__Request__
Print every line of the listing exactly, from the line containing "Could you point out the jug spout" down through the end of the listing.

__Data extract__
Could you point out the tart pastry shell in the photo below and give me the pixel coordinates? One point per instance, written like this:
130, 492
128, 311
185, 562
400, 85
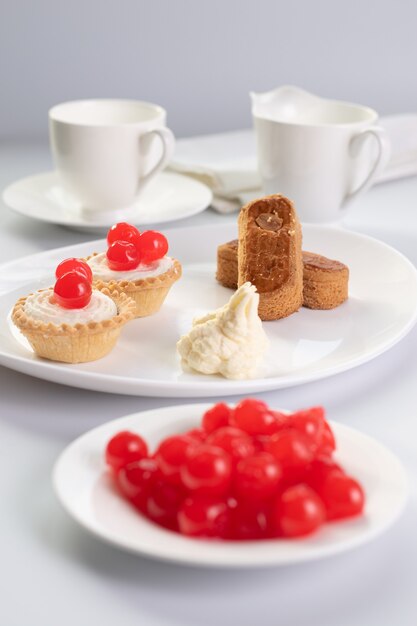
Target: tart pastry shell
149, 293
74, 344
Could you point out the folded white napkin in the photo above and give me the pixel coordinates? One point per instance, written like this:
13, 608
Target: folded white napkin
226, 162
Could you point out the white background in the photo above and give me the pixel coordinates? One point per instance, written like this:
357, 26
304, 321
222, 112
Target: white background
200, 58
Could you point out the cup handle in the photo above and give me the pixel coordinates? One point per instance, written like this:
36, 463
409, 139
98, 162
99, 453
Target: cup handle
384, 153
168, 145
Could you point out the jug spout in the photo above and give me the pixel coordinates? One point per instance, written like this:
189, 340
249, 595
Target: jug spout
286, 103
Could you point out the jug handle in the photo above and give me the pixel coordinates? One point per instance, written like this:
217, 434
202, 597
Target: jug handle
384, 153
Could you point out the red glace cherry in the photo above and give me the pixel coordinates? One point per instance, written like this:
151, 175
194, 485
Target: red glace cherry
153, 246
73, 264
125, 448
72, 290
123, 232
298, 511
122, 256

__Completed exercise__
Could you point out the jug spout in the photo above and give me the pixel coordinates? One point per instance, written like this:
189, 340
249, 595
Target: jug spout
286, 103
Could you point out the jug handle in the photo above and give me the pixel coordinates? One point per instance, written like this:
217, 434
202, 597
Target: jug handle
384, 153
Could you point out the red glace cherry in the photo above and give me the pixel coordinates? One point per instance, written like this:
151, 175
194, 485
Target: red glace cherry
153, 246
73, 264
125, 448
72, 290
123, 232
298, 511
122, 256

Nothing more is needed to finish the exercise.